[What this task involves]
Find each line in the entries below that contains the string "blue", and copy every such line in full. Matches must agree in case.

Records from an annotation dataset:
■ ■ ■ ■ ■

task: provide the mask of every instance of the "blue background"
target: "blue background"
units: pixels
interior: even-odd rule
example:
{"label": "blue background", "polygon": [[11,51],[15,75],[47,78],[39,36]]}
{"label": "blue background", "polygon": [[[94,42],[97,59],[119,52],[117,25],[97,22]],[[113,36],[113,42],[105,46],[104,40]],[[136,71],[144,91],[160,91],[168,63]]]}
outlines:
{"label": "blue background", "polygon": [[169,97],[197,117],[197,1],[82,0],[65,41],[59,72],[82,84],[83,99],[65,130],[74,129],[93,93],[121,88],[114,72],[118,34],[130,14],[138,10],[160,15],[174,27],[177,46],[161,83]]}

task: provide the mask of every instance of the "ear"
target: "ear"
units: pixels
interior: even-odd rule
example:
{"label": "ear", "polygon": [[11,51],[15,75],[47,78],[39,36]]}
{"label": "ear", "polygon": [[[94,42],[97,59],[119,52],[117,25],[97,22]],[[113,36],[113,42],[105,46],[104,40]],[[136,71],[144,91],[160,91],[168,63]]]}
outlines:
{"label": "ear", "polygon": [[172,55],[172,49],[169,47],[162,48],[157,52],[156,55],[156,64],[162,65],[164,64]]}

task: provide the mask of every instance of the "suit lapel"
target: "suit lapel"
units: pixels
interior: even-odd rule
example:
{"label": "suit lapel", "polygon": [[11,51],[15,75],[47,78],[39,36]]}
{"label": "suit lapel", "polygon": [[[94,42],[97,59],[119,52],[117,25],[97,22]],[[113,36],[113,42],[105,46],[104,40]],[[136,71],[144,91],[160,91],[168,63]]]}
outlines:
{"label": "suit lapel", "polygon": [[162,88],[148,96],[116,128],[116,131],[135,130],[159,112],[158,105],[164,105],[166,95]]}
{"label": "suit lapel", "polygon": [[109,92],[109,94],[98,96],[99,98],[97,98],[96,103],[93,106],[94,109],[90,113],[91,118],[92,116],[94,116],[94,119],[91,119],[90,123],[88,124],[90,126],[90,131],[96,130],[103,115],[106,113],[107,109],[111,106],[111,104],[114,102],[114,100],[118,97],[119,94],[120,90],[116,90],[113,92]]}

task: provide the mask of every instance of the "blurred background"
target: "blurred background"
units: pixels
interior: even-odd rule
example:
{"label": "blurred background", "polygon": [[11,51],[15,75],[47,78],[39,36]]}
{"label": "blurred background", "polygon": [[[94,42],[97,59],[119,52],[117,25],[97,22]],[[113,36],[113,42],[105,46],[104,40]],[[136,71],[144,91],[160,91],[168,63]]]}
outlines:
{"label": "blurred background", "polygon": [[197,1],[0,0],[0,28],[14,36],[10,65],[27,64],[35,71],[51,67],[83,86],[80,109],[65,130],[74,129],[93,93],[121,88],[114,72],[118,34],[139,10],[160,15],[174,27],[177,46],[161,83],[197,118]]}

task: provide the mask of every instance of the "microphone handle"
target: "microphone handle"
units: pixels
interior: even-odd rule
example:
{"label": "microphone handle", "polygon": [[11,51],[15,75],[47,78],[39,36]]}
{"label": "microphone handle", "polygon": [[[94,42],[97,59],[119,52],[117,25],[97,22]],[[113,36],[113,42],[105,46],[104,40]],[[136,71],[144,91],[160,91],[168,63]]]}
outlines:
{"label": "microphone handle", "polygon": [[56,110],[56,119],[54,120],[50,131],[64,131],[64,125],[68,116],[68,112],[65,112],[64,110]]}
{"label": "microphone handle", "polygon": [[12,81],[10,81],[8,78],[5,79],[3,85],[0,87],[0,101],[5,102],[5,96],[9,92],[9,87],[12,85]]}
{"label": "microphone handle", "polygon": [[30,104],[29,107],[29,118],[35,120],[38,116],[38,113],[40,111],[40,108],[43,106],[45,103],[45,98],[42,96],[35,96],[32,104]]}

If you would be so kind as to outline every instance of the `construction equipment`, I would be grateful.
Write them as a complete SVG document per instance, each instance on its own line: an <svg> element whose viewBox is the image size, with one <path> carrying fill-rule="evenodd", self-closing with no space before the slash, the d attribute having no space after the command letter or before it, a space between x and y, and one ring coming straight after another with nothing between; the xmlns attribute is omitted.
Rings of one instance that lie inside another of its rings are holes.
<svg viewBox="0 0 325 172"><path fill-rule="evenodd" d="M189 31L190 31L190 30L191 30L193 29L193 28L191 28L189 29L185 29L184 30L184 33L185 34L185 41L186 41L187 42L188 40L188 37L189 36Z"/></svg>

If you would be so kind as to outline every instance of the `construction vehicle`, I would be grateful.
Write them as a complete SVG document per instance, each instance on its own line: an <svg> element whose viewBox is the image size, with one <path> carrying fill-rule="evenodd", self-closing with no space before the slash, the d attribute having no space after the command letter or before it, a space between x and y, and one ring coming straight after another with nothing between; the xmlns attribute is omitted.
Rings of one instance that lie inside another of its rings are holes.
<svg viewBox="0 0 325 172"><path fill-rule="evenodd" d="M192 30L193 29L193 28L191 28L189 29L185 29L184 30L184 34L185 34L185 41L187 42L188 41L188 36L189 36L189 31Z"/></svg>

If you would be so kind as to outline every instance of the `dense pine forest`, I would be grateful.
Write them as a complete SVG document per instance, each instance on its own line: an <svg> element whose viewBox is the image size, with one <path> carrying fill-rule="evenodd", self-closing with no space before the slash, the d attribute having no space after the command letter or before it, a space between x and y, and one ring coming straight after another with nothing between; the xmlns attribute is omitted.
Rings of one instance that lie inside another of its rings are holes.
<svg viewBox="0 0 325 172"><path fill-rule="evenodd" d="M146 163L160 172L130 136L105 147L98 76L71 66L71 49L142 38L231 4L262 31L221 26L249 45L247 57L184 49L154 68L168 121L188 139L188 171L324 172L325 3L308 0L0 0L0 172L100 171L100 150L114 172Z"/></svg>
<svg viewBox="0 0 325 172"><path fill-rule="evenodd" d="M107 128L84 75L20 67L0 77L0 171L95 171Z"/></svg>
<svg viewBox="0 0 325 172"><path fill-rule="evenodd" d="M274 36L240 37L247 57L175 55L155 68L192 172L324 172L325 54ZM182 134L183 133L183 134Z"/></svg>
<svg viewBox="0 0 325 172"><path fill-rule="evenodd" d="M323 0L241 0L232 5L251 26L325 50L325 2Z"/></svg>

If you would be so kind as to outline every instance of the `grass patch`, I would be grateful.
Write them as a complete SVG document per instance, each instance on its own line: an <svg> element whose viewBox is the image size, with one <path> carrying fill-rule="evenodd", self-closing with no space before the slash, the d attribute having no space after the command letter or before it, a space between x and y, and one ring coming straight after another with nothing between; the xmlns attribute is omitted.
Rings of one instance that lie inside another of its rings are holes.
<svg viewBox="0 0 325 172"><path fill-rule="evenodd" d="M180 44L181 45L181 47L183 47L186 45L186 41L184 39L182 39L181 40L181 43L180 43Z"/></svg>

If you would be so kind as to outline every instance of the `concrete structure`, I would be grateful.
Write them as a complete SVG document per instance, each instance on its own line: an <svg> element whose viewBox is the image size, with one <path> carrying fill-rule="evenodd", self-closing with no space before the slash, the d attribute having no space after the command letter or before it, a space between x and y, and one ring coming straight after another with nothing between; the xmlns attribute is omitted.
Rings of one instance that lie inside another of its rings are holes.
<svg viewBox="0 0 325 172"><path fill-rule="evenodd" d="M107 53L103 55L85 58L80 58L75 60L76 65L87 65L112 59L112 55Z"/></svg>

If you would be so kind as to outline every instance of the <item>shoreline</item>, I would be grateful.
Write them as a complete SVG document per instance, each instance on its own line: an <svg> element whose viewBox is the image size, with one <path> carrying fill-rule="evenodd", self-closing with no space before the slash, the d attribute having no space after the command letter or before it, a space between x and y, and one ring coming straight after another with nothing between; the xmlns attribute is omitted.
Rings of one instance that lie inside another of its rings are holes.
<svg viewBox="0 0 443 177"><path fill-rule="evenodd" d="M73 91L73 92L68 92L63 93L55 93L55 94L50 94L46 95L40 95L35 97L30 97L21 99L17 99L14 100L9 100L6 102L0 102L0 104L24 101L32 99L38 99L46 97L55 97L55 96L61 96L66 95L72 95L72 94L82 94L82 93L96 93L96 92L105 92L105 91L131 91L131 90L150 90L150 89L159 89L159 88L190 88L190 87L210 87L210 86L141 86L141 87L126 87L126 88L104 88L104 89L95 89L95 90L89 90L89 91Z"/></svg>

■ ■ ■ ■ ■

[Result for this task]
task: provide the mask of every instance of the "blue background"
target: "blue background"
{"label": "blue background", "polygon": [[11,51],[15,75],[47,78],[39,36]]}
{"label": "blue background", "polygon": [[[94,42],[97,59],[119,52],[117,25],[97,22]],[[113,36],[113,42],[105,46],[104,40]],[[136,71],[144,91],[160,91],[168,63]]]}
{"label": "blue background", "polygon": [[169,97],[197,117],[197,1],[82,0],[65,41],[59,72],[82,84],[83,99],[65,130],[74,129],[93,93],[121,88],[114,72],[118,34],[130,14],[138,10],[160,15],[174,27],[177,46],[161,83]]}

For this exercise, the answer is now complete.